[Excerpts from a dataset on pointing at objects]
↓↓↓
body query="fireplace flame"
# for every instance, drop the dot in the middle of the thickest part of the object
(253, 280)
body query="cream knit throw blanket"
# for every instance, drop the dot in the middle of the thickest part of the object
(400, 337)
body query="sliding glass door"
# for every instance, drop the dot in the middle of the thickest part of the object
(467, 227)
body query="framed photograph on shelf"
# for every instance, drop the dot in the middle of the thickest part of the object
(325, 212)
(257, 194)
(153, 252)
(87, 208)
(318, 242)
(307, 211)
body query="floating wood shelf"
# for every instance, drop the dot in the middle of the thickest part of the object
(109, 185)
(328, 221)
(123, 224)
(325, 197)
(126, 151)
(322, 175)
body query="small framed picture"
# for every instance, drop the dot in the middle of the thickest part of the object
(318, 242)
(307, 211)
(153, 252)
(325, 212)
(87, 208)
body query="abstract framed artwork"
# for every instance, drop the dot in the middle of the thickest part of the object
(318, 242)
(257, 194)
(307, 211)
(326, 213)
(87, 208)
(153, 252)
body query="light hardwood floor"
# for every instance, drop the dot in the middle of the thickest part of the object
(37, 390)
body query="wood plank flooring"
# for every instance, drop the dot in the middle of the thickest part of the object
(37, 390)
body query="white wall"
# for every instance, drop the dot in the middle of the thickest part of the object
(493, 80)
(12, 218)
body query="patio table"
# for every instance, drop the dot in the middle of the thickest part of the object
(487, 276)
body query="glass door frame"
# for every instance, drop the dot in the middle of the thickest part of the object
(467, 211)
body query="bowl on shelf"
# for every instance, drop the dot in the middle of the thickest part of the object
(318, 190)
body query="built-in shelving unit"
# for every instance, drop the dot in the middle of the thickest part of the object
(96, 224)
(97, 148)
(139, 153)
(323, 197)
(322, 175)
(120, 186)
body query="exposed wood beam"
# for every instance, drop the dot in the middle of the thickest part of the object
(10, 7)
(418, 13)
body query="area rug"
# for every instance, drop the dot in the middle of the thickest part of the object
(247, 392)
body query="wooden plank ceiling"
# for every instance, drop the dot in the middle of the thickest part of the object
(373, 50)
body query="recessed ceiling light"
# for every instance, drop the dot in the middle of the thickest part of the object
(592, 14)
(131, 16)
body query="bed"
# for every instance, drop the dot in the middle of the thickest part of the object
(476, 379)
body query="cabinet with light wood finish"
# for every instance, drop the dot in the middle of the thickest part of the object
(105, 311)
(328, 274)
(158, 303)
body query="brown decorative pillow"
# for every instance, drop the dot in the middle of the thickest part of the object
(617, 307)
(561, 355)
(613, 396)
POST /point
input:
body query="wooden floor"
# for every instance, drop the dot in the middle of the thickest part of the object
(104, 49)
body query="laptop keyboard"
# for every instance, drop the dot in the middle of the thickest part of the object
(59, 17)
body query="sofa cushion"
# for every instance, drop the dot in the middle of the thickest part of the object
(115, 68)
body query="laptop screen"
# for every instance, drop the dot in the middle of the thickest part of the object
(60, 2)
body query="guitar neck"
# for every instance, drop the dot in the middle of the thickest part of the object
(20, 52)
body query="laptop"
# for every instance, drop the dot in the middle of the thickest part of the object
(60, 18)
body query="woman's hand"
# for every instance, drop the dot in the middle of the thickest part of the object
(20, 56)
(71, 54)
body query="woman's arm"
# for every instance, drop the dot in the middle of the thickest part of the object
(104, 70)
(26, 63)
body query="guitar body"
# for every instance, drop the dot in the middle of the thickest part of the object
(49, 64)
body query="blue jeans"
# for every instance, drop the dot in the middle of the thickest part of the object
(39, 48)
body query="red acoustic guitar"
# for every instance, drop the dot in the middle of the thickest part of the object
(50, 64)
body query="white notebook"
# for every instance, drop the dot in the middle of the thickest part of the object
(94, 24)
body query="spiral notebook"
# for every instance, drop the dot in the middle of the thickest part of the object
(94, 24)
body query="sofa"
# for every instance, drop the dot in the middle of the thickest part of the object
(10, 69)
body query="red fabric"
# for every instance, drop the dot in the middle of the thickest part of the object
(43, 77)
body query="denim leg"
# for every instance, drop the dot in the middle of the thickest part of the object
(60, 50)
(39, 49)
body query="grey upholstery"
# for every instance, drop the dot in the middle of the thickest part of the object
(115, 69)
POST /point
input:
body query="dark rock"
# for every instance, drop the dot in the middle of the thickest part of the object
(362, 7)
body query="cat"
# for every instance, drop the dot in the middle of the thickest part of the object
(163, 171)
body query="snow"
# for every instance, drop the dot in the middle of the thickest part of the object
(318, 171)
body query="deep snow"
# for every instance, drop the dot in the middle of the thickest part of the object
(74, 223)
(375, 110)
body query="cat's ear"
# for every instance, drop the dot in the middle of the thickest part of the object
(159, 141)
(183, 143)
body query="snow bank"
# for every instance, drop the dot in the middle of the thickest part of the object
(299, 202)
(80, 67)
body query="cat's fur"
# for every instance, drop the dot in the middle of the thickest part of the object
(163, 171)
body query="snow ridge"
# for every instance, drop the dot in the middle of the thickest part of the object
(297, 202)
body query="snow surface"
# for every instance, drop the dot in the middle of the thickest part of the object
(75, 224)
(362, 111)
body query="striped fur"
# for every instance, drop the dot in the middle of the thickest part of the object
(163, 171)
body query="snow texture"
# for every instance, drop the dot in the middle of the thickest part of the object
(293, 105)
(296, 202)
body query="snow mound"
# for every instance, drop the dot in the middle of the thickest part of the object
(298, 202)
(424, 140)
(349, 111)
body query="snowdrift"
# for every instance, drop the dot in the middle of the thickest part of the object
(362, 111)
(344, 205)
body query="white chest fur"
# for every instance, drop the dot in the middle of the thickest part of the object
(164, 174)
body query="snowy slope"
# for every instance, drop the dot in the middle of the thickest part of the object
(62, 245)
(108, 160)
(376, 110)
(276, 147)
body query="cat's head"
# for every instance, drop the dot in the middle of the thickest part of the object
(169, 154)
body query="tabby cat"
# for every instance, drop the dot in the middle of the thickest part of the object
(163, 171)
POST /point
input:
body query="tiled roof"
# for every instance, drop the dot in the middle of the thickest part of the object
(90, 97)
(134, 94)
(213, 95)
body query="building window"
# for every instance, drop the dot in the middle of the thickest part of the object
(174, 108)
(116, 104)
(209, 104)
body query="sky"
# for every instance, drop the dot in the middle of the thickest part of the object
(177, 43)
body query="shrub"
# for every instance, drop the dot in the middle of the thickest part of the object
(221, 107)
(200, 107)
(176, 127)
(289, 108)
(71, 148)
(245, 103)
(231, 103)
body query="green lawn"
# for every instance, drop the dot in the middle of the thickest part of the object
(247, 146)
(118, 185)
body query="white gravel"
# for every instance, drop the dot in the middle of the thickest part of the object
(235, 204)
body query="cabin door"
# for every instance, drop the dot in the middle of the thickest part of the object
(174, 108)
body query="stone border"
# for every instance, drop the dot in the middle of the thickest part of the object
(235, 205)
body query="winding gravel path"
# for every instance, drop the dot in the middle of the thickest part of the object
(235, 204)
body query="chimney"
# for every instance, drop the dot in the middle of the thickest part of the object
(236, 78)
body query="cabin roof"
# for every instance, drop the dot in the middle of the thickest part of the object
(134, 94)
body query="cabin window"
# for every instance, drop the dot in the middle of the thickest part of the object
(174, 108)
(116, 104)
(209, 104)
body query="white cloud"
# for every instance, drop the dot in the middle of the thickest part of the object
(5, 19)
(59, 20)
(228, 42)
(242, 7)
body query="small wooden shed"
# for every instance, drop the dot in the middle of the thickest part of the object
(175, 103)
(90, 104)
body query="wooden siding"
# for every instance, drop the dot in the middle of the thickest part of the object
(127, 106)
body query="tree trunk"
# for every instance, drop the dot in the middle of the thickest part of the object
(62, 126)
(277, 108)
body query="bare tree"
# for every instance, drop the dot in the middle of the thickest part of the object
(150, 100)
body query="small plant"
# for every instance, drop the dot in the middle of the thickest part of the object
↑↑↑
SET PROBLEM
Show each line of the listing above that contains the word "guitar". Treat uppercase and lowercase as different.

COMPLETE RESPONSE
body query="guitar neck"
body query="guitar body"
body query="red acoustic guitar"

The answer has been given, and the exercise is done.